Items from a data source
• • •

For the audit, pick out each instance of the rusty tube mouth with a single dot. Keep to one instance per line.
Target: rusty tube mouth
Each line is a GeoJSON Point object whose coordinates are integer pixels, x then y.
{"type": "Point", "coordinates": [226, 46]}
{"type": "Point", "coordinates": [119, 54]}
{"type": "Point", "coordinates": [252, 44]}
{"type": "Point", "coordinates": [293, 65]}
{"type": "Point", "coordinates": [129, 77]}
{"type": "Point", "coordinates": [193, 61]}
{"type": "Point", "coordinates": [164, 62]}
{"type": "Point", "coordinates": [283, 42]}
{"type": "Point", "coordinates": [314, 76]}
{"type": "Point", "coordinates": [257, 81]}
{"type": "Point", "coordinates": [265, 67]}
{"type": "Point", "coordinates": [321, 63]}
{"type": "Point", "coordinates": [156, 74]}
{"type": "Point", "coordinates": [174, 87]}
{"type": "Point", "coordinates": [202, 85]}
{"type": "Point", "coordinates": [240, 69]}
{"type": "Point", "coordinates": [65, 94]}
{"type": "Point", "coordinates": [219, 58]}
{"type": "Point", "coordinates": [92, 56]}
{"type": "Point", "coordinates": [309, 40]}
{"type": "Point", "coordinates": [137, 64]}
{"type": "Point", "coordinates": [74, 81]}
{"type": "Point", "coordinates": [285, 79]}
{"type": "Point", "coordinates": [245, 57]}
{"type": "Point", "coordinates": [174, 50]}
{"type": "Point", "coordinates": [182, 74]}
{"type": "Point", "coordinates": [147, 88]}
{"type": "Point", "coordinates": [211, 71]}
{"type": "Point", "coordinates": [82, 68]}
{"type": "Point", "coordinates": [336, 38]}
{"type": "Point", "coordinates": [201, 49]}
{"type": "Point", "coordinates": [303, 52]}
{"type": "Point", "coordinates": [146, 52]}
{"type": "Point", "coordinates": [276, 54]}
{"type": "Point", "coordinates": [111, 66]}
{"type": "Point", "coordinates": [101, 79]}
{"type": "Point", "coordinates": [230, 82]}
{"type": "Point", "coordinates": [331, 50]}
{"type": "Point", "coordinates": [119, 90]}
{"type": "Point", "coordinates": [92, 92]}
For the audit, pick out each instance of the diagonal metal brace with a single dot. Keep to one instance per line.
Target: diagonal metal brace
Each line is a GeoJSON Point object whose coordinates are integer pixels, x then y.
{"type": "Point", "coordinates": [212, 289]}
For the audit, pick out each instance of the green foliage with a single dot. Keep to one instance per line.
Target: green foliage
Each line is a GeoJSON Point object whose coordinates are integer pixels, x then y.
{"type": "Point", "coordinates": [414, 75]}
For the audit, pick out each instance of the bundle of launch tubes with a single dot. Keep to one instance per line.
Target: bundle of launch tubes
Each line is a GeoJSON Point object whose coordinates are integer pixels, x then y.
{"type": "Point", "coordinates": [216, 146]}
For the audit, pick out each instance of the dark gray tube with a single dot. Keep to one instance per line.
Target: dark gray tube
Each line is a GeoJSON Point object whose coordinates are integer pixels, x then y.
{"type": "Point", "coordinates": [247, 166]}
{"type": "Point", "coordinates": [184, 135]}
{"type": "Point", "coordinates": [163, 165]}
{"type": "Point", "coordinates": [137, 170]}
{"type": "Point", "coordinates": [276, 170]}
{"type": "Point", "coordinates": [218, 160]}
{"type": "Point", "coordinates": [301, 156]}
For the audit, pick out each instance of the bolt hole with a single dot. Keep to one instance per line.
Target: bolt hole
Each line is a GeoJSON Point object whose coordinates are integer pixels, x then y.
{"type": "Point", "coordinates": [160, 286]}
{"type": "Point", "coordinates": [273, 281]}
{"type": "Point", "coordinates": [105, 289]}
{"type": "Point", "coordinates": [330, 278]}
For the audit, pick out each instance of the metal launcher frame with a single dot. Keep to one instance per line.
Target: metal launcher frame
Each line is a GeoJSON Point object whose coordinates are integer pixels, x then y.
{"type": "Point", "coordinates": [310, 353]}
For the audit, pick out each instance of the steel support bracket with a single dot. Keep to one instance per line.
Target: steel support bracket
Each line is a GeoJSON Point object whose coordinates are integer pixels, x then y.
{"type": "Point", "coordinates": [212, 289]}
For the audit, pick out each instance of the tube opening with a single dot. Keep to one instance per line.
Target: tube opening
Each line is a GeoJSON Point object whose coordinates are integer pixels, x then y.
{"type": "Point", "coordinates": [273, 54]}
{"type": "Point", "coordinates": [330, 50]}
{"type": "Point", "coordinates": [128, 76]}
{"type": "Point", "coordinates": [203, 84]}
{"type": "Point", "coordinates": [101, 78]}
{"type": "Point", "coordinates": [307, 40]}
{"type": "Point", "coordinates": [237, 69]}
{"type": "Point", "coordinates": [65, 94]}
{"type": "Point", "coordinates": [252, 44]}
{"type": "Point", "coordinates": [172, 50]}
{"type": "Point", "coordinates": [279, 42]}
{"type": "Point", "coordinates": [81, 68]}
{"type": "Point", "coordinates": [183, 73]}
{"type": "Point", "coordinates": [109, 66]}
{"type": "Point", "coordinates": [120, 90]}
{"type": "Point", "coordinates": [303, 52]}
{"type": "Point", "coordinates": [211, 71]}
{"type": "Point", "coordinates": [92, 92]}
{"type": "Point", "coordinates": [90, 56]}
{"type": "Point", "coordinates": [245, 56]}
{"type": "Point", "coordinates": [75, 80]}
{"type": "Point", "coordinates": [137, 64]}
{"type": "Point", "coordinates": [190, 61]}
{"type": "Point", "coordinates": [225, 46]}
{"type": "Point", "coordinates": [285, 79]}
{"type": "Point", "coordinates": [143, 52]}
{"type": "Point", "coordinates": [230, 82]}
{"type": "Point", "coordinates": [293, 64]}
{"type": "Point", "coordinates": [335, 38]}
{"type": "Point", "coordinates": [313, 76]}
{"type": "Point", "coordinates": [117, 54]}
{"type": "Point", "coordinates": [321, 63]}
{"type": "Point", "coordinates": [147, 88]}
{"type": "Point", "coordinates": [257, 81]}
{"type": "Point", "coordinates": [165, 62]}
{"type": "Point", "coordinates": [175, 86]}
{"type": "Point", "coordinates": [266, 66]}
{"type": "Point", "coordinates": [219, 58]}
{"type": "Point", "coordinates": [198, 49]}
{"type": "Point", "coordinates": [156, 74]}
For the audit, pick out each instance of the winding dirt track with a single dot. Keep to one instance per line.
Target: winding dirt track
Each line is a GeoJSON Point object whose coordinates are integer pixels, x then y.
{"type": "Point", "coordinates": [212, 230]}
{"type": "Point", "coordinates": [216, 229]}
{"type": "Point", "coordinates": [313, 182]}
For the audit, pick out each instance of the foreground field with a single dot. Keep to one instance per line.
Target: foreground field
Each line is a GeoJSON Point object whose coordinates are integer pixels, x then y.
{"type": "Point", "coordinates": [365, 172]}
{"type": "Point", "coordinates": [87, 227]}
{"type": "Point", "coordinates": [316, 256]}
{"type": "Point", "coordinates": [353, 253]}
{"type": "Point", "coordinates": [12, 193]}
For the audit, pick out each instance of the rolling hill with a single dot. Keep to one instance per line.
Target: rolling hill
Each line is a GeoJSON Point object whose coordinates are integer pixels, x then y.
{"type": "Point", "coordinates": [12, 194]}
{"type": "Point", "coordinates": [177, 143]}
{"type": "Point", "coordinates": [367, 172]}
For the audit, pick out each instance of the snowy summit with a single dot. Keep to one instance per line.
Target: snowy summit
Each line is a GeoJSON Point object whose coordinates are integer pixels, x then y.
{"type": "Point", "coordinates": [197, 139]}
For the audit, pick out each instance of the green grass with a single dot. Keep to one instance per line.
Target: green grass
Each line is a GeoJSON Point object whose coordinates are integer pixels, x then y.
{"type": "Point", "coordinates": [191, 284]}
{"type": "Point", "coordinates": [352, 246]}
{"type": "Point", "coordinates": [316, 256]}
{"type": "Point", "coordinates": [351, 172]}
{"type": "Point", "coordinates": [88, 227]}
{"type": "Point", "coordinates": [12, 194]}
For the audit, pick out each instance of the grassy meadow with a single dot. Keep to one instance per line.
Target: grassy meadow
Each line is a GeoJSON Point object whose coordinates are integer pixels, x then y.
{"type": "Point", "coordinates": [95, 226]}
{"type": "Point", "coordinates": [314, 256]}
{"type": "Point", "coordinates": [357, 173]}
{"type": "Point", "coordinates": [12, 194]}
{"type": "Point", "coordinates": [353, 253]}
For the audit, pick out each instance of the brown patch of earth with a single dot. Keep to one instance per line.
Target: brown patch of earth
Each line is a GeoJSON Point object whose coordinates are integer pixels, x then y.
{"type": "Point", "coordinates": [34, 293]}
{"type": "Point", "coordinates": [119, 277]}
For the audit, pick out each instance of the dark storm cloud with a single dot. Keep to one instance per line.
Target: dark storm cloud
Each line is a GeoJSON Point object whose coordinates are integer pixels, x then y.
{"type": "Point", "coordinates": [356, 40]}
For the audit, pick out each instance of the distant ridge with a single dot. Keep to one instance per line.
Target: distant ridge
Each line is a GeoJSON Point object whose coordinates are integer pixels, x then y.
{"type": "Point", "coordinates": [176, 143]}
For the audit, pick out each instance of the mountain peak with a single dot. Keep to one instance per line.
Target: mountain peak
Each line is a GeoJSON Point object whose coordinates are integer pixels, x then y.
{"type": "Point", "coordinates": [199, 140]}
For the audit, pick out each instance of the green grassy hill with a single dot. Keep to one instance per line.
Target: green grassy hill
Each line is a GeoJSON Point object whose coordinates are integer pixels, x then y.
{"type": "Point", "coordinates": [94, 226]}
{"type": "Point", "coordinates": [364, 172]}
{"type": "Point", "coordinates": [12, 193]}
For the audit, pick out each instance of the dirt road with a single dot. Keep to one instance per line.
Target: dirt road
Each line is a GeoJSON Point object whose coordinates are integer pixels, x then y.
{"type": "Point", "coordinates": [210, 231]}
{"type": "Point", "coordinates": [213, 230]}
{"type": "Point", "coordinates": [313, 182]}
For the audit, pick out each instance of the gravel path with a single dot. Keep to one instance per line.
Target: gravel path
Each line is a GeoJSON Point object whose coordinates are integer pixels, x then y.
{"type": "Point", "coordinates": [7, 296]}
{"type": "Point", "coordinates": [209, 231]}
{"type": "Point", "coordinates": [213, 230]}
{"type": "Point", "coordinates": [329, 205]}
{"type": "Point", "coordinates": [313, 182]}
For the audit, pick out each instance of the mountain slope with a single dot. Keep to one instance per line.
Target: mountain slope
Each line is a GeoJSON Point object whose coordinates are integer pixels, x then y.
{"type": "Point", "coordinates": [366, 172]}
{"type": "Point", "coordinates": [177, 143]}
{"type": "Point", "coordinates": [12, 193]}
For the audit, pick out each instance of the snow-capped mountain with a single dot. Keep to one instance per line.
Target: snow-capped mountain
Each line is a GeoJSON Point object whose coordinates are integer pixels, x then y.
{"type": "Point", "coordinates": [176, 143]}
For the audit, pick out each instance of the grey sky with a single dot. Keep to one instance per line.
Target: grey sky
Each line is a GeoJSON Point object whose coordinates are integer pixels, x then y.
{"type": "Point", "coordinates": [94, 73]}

• • •

#### [EXERCISE DIRECTIONS]
In the entries above, find the line containing "For the audit, pick out each instance of the mountain slope". Set down that line and every line after it through the last one, exactly and alone.

#### [RESULT FOR THIS TASK]
For the audit, pick out each instance of the mountain slope with a single dot. Keep to one instance per line.
Target: mountain slope
Each line is a GeoJSON Point object whose coordinates are integer pixels, x then y.
{"type": "Point", "coordinates": [366, 172]}
{"type": "Point", "coordinates": [177, 143]}
{"type": "Point", "coordinates": [12, 193]}
For the audit, pick out each instance of the snow-capped mountain with a single dot. Keep to one instance per line.
Target: snow-capped mountain
Each line is a GeoJSON Point object whose coordinates are integer pixels, x then y.
{"type": "Point", "coordinates": [176, 143]}
For the audit, pick out each instance of the grey sky with a single dot. Keep to one instance per line.
Target: grey sky
Each line is a GeoJSON Point object whose coordinates are integer pixels, x then y.
{"type": "Point", "coordinates": [94, 73]}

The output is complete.